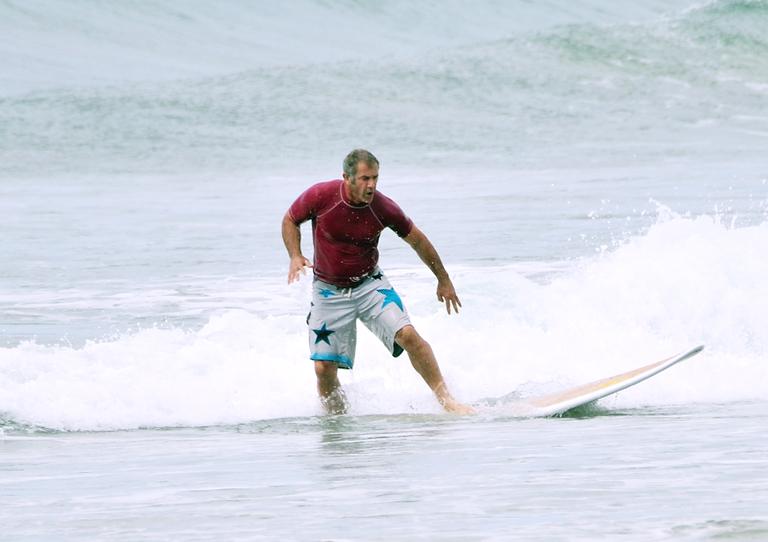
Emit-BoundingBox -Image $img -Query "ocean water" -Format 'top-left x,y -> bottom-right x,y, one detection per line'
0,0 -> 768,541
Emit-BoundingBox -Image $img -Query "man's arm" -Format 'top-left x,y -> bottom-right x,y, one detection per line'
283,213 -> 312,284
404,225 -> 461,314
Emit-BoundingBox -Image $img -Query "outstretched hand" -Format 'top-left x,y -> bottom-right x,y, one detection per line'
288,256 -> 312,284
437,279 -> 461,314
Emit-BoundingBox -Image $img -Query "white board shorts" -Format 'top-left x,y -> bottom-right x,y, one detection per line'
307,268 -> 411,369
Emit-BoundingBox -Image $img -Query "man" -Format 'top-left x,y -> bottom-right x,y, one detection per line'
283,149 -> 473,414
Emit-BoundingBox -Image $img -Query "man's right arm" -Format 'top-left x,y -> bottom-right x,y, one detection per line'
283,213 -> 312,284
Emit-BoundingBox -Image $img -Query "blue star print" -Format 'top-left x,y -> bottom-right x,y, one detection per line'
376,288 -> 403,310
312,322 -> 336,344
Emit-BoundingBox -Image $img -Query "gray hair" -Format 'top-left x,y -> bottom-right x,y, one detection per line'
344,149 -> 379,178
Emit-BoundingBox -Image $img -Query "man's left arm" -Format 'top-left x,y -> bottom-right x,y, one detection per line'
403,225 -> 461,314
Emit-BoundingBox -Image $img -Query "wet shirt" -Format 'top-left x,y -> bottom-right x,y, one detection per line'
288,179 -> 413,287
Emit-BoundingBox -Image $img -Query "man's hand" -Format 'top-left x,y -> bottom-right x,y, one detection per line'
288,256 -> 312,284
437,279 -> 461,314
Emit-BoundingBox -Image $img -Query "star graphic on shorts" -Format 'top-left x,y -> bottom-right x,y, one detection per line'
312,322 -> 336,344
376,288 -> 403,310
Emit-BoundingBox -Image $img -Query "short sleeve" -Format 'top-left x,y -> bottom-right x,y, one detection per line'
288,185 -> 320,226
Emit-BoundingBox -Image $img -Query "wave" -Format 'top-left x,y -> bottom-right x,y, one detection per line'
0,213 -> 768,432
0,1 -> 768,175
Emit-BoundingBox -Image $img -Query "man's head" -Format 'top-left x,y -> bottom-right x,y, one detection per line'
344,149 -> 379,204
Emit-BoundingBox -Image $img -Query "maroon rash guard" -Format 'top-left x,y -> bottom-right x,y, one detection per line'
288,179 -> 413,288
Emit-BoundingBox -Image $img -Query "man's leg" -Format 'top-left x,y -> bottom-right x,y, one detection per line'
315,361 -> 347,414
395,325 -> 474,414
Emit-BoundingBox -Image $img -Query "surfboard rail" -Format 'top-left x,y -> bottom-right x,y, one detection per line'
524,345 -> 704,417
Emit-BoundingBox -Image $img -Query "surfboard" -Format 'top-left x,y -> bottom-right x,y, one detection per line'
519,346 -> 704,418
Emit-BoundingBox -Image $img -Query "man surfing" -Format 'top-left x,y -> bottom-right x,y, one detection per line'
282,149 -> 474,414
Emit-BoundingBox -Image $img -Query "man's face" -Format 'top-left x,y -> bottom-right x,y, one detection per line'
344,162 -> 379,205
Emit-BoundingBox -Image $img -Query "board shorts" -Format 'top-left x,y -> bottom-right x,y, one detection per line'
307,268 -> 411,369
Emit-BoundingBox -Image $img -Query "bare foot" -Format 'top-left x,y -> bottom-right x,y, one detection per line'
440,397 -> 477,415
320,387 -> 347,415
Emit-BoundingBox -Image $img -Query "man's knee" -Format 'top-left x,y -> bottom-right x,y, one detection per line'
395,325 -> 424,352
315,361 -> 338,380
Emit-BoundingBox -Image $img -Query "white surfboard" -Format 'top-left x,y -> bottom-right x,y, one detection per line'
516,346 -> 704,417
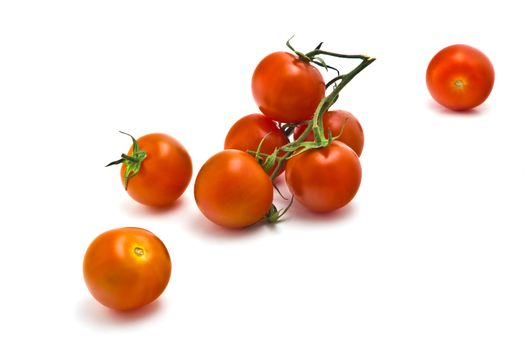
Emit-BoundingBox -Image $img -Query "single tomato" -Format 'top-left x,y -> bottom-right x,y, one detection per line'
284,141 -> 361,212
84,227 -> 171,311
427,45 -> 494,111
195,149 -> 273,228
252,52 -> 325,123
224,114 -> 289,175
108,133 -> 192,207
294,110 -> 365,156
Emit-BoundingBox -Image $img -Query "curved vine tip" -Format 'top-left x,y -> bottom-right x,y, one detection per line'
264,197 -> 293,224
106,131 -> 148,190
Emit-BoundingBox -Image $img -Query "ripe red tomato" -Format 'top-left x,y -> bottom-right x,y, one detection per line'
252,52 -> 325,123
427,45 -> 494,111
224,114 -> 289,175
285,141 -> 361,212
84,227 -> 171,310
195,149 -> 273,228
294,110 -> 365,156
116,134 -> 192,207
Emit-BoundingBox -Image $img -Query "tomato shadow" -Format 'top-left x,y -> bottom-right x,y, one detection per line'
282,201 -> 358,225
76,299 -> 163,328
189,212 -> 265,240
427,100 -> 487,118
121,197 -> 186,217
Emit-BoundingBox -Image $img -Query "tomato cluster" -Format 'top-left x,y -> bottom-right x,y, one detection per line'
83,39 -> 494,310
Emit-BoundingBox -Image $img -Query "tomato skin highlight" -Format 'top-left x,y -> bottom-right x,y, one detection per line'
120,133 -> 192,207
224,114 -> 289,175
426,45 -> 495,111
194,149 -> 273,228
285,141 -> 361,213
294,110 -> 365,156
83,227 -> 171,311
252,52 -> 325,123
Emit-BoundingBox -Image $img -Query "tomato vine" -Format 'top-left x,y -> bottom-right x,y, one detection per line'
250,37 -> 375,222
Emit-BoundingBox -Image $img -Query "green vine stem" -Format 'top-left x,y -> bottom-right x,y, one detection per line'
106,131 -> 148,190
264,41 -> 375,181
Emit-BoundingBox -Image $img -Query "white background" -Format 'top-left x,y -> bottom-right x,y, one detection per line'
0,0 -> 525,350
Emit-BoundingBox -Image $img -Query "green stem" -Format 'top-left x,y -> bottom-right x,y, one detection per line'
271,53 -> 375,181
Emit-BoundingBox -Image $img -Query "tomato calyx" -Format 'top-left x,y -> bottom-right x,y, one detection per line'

* * * * * * *

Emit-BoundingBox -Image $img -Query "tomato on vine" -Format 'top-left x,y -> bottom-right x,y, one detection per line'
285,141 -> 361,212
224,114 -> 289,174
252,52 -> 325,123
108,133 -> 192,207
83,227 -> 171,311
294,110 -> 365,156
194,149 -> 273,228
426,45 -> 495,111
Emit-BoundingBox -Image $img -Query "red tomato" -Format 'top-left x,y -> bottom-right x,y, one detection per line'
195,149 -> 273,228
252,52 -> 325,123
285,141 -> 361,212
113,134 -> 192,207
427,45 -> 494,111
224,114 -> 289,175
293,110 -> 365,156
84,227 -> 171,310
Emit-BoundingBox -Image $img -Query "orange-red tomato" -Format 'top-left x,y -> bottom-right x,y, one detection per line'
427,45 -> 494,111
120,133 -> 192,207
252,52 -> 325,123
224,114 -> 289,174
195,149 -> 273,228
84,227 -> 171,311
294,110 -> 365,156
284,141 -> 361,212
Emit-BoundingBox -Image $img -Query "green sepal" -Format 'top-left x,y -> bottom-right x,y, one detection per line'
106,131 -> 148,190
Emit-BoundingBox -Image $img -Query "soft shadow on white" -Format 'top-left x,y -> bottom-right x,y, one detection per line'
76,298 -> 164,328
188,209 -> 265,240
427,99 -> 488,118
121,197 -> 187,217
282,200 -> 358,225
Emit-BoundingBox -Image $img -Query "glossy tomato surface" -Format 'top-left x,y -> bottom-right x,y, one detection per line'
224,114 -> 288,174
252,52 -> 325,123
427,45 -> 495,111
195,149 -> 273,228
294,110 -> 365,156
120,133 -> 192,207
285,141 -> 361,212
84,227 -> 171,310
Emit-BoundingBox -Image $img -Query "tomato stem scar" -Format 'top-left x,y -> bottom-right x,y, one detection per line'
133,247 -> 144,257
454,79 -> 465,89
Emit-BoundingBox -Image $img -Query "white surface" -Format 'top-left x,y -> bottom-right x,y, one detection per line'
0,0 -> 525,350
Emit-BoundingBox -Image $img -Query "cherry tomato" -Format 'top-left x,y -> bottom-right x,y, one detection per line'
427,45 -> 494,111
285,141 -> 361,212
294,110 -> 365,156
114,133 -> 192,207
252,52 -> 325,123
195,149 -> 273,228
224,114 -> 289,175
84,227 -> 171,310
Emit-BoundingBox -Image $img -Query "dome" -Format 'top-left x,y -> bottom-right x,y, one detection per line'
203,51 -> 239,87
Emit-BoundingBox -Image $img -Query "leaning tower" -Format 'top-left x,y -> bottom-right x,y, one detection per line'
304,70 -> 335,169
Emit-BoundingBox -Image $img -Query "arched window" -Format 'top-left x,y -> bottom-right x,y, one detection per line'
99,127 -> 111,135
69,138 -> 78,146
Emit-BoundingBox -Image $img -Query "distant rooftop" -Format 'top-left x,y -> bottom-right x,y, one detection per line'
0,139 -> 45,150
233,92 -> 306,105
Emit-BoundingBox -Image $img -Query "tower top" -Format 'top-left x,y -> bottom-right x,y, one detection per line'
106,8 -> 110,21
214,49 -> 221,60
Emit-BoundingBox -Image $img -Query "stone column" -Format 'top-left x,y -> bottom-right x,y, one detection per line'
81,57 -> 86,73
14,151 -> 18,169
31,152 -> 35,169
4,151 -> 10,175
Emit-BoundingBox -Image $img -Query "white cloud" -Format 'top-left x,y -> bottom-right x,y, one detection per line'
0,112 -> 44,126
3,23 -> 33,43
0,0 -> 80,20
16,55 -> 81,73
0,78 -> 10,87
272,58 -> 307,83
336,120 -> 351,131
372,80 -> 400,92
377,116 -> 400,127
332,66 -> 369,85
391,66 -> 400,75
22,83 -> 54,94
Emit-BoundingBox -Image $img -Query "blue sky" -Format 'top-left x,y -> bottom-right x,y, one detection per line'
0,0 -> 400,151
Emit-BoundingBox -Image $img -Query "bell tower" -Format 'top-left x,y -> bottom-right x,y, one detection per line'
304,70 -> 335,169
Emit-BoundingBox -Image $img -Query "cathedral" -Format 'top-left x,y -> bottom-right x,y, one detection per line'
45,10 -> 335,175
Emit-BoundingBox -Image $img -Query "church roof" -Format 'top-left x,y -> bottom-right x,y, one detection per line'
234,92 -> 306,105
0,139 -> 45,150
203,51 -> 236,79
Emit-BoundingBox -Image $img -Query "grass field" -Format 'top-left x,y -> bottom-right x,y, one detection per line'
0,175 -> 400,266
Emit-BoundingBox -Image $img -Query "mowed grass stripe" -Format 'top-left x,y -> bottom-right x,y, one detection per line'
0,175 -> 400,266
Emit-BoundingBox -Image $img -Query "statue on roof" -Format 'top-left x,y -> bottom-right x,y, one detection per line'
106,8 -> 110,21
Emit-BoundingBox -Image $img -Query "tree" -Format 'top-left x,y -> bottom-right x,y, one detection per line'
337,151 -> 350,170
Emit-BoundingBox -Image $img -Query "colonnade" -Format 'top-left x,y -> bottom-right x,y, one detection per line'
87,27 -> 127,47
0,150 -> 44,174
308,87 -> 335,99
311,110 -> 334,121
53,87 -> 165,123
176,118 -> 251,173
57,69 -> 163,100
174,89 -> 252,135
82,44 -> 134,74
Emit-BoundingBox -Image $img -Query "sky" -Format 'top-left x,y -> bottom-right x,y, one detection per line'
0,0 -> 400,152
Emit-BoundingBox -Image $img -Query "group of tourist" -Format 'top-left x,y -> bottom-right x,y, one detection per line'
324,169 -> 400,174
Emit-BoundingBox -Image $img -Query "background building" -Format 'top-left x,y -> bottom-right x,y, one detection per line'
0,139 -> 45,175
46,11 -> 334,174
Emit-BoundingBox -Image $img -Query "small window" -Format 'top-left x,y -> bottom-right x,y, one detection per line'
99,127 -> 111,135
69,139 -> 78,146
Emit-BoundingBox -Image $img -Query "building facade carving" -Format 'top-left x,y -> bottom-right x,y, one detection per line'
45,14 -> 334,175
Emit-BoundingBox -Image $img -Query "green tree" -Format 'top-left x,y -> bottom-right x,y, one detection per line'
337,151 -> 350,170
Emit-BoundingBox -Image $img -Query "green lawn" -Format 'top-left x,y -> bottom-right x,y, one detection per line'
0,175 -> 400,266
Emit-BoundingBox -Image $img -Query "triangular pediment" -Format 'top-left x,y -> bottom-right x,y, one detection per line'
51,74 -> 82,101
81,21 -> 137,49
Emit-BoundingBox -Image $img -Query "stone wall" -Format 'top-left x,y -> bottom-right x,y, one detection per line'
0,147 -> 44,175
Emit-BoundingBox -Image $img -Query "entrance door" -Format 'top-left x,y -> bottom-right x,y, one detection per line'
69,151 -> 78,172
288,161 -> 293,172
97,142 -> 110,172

* * * * * * *

Copy out every line of the records that contains the word "vine". Match case exactly.

Emit-BoundingBox -Image $img -Query "curved vine tip" -Format 'top-left x,y -> bottom-right x,y, one detection per line'
Emit-BoundingBox -Image $img -Query "tomato vine" -Format 'top-left x,y -> bottom-right x,y, one detection per line'
Emit-BoundingBox -Image $img -Query "green vine stem" -Format 'top-left x,y -> bottom-right x,y, one detection per line'
Emit-BoundingBox -Image $img -Query "tomato on vine" -Format 'top-left x,y -> bottom-right x,y, one detection per line'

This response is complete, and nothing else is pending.